What the task requires: Put all of the material below into a numbered list with blank lines left out. Leave the pictures out of your answer.

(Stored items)
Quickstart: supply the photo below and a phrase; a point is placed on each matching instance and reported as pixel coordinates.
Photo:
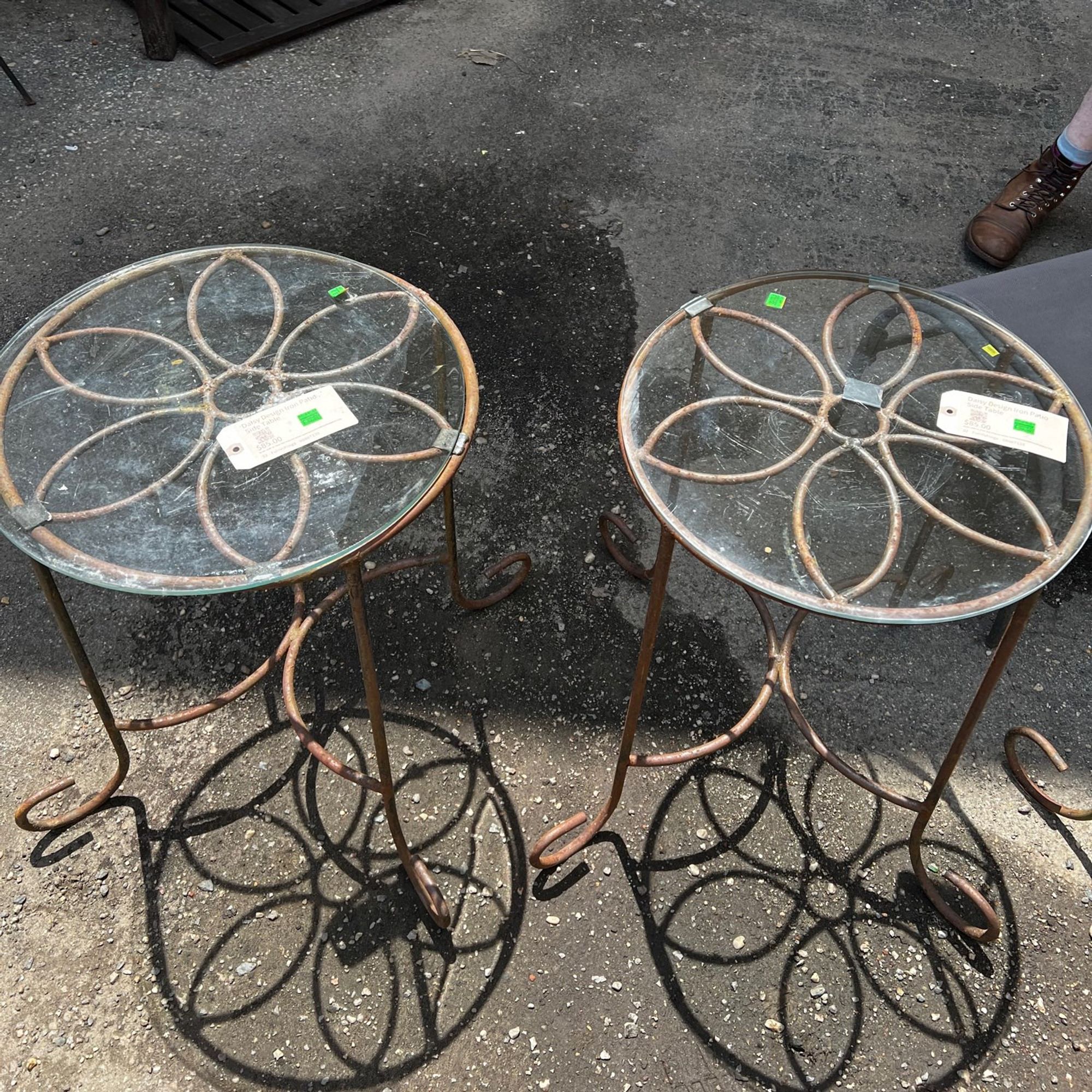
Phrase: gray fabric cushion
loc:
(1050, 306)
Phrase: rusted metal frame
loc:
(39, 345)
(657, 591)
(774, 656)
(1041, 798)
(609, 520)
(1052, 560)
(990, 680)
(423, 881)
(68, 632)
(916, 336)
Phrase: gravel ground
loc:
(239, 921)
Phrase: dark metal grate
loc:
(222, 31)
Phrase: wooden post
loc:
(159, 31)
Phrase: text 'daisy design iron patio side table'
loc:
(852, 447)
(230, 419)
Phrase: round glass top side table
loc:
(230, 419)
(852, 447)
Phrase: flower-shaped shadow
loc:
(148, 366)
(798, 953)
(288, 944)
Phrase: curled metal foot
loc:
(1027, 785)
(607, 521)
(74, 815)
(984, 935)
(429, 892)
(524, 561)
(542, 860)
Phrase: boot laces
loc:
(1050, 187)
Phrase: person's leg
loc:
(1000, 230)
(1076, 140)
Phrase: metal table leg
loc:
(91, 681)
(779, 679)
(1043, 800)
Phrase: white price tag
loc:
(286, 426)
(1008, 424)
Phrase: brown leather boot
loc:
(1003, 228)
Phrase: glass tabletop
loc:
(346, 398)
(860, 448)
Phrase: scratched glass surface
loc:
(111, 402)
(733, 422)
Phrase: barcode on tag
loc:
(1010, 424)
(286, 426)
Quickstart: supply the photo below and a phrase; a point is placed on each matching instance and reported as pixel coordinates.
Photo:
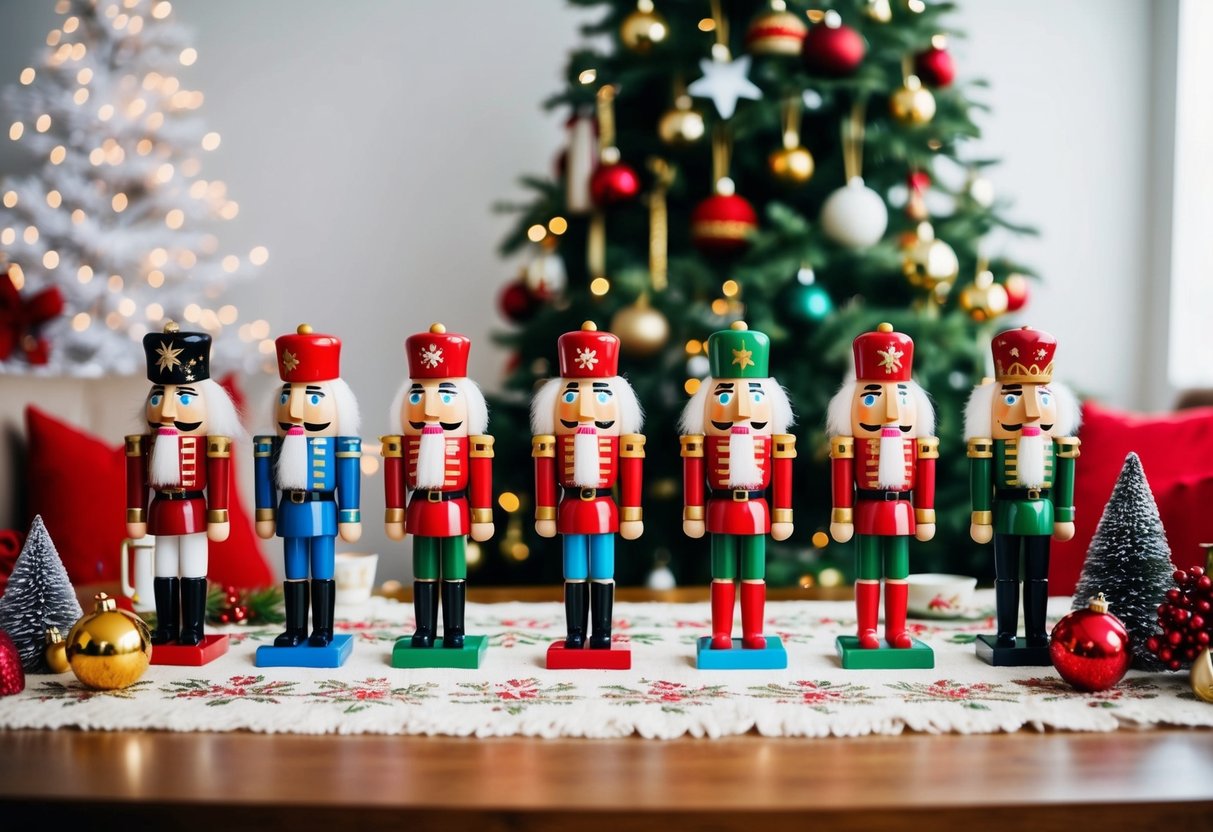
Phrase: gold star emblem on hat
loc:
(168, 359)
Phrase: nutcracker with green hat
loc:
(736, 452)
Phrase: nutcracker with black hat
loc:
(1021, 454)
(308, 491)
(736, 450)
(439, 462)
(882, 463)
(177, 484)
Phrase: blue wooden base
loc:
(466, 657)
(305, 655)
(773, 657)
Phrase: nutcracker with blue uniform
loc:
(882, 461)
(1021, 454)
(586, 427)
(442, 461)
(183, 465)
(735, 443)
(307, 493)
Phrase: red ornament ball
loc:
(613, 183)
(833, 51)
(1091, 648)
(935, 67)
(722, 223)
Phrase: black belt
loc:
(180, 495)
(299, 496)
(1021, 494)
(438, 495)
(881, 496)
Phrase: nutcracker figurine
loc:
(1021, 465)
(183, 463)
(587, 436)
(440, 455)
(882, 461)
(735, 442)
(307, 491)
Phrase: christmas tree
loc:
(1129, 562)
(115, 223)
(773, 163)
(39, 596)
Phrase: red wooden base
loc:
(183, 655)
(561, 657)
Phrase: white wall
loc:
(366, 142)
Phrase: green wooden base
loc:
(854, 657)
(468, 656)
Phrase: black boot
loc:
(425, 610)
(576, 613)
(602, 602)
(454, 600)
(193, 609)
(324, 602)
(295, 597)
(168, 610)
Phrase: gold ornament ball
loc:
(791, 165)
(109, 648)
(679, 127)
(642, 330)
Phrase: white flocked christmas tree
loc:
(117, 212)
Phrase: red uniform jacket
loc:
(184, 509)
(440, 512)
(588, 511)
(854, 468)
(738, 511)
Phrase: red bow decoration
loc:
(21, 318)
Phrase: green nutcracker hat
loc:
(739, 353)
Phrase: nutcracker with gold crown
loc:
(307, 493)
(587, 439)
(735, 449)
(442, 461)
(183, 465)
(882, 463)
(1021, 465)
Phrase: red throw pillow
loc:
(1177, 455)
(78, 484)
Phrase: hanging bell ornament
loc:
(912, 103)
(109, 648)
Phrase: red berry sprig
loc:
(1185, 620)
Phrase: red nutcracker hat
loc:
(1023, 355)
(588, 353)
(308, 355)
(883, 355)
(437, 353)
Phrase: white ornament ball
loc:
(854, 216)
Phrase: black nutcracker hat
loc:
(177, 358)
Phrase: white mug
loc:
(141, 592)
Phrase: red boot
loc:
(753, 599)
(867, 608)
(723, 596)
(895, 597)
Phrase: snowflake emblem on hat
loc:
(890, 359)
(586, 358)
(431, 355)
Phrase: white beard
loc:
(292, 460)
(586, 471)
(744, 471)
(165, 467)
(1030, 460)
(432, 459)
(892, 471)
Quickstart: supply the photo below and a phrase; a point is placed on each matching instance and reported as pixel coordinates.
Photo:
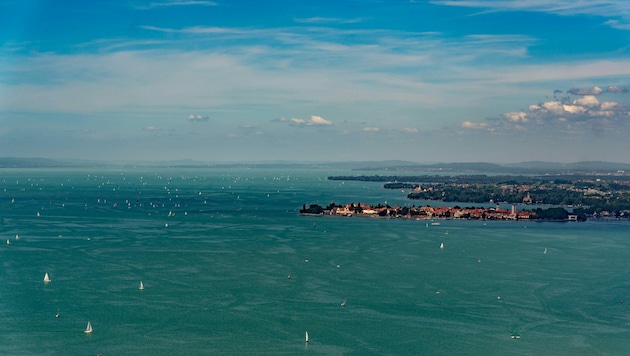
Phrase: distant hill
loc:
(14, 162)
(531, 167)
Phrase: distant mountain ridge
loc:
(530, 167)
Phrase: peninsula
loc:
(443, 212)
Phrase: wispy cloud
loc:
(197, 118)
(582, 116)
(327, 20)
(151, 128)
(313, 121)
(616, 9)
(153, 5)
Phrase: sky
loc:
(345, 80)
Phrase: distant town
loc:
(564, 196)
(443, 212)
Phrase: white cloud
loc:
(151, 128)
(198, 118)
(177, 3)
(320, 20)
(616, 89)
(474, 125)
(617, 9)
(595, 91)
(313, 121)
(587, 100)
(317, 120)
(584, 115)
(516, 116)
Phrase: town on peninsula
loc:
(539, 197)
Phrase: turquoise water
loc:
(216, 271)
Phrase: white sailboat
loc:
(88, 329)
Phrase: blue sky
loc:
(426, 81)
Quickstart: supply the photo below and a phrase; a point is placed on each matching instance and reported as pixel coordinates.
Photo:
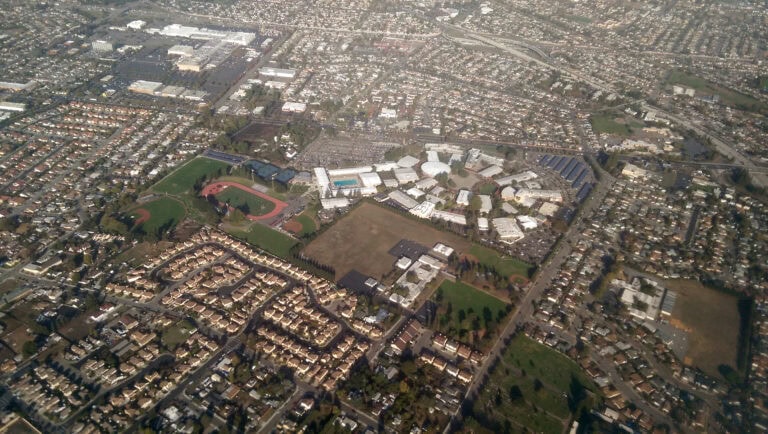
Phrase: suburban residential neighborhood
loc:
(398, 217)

Exercise output:
1. Quickstart: supply the photo below and a phrase; a point is placed on each matching instance and reported as pixel coordinates.
2. Photo:
3. Phrase: gray fabric cushion
4. loc:
5. (1050, 306)
6. Phrase: rusted metal frame
7. loc:
8. (39, 345)
9. (657, 591)
10. (774, 656)
11. (1041, 798)
12. (609, 520)
13. (1052, 560)
14. (990, 680)
15. (423, 881)
16. (68, 632)
17. (916, 336)
18. Phrase: gravel ground
19. loc:
20. (239, 921)
21. Phrase: dark metal grate
22. loc:
23. (222, 31)
24. Phrase: wooden post
25. loc:
26. (159, 31)
27. Phrase: text 'daisy design iron patio side table'
28. loc:
29. (852, 447)
30. (230, 419)
31. Phrase: round glass top side table
32. loc:
33. (230, 419)
34. (852, 447)
35. Phrase: flower-shaped shadow
36. loc:
37. (148, 366)
38. (798, 953)
39. (288, 944)
40. Phrase: curled metal foot
41. loc:
42. (1027, 785)
43. (607, 521)
44. (74, 815)
45. (984, 935)
46. (429, 892)
47. (524, 561)
48. (542, 860)
49. Phrase: boot laces
50. loc:
51. (1050, 187)
52. Phrase: person's leg
53. loc:
54. (1000, 230)
55. (1076, 140)
56. Phrase: metal table leg
57. loc:
58. (91, 681)
59. (779, 679)
60. (1043, 800)
61. Phrase: white price tag
62. loc:
63. (286, 426)
64. (1008, 424)
65. Phrase: brown leather boot
66. loc:
67. (1003, 228)
68. Phrase: glass tabletop
69. loc:
70. (346, 398)
71. (860, 448)
72. Phrase: scratched glass surface
73. loc:
74. (111, 402)
75. (733, 422)
76. Phrase: barcode on tag
77. loc:
78. (1010, 424)
79. (286, 426)
80. Quickstart: supply the photo below and a phrase; a point is placed on each matching instance and reported as pixel coordinates.
81. Photo:
82. Phrase: gold star emblem on hat
83. loc:
84. (168, 359)
85. Phrase: nutcracker with green hat
86. loc:
87. (736, 452)
88. Phrase: nutcracker with black hat
89. loc:
90. (1021, 454)
91. (308, 491)
92. (736, 450)
93. (439, 462)
94. (882, 463)
95. (177, 484)
96. Phrase: blue wooden base
97. loc:
98. (466, 657)
99. (305, 655)
100. (773, 657)
101. Phrase: nutcracker with blue uniform
102. loc:
103. (882, 461)
104. (1021, 454)
105. (586, 427)
106. (442, 461)
107. (183, 465)
108. (735, 443)
109. (307, 493)
110. Phrase: red ornament ball
111. loc:
112. (613, 183)
113. (833, 51)
114. (1091, 648)
115. (935, 67)
116. (722, 223)
117. Phrase: black belt
118. loc:
119. (180, 495)
120. (299, 496)
121. (1021, 494)
122. (438, 495)
123. (881, 496)
124. Phrase: nutcracker figurine
125. loc:
126. (1021, 465)
127. (183, 463)
128. (587, 436)
129. (440, 455)
130. (882, 461)
131. (735, 442)
132. (307, 491)
133. Phrase: christmas tree
134. loc:
135. (1129, 562)
136. (115, 223)
137. (773, 163)
138. (39, 596)
139. Phrase: red wooden base
140. loc:
141. (183, 655)
142. (561, 657)
143. Phrase: white wall
144. loc:
145. (366, 142)
146. Phrase: green wooden base
147. loc:
148. (854, 657)
149. (468, 656)
150. Phrase: black boot
151. loc:
152. (425, 610)
153. (576, 613)
154. (602, 602)
155. (454, 600)
156. (193, 609)
157. (324, 602)
158. (295, 597)
159. (168, 610)
160. Phrase: gold ornament ball
161. loc:
162. (791, 165)
163. (109, 648)
164. (679, 127)
165. (642, 330)
166. Phrase: white flocked christmas tree
167. loc:
168. (117, 212)
169. Phrase: red uniform jacket
170. loc:
171. (184, 509)
172. (440, 512)
173. (588, 511)
174. (854, 468)
175. (738, 511)
176. Phrase: red bow decoration
177. loc:
178. (21, 318)
179. Phrase: green nutcracker hat
180. loc:
181. (739, 353)
182. Phrase: nutcracker with gold crown
183. loc:
184. (307, 493)
185. (587, 439)
186. (735, 449)
187. (442, 461)
188. (183, 465)
189. (882, 463)
190. (1021, 465)
191. Phrase: red throw pillow
192. loc:
193. (1177, 455)
194. (78, 484)
195. Phrase: hanging bell ornament
196. loc:
197. (912, 103)
198. (109, 648)
199. Phrase: red berry sprig
200. loc:
201. (1185, 620)
202. Phrase: red nutcracker hat
203. loc:
204. (1023, 355)
205. (588, 353)
206. (308, 355)
207. (883, 355)
208. (437, 353)
209. Phrase: white ornament ball
210. loc:
211. (854, 216)
212. Phrase: black nutcracker hat
213. loc:
214. (177, 358)
215. Phrase: white mug
216. loc:
217. (141, 592)
218. Phrase: red boot
219. loc:
220. (753, 599)
221. (867, 608)
222. (723, 596)
223. (895, 597)
224. Phrase: snowflake emblem on hat
225. loc:
226. (890, 359)
227. (586, 358)
228. (431, 355)
229. Phrase: white beard
230. loc:
231. (292, 460)
232. (586, 471)
233. (744, 471)
234. (165, 467)
235. (1030, 460)
236. (432, 459)
237. (892, 471)
238. Quickstart: supply the photo below and a phrase; a point is placed on each matching instance and reported as pixel coordinates.
239. Photo:
240. Phrase: distant hill
241. loc:
242. (14, 162)
243. (531, 167)
244. Phrase: distant mountain ridge
245. loc:
246. (530, 167)
247. Phrase: peninsula
248. loc:
249. (443, 212)
250. Phrase: wispy cloud
251. loc:
252. (197, 118)
253. (582, 116)
254. (327, 20)
255. (151, 128)
256. (313, 121)
257. (616, 9)
258. (153, 5)
259. Phrase: sky
260. loc:
261. (345, 80)
262. Phrase: distant town
263. loc:
264. (564, 196)
265. (443, 212)
266. Phrase: white cloud
267. loc:
268. (151, 128)
269. (198, 118)
270. (177, 3)
271. (320, 20)
272. (616, 89)
273. (474, 125)
274. (617, 9)
275. (595, 91)
276. (313, 121)
277. (587, 100)
278. (317, 120)
279. (584, 115)
280. (516, 116)
281. Phrase: town on peninsula
282. loc:
283. (539, 197)
284. Phrase: turquoise water
285. loc:
286. (216, 271)
287. Phrase: white sailboat
288. loc:
289. (88, 329)
290. Phrase: blue sky
291. loc:
292. (426, 81)
293. Quickstart: supply the photo below and a phrase; a point is placed on each matching instance and reported as pixel coordinates.
294. Photo:
295. Phrase: suburban residential neighborhood
296. loc:
297. (398, 217)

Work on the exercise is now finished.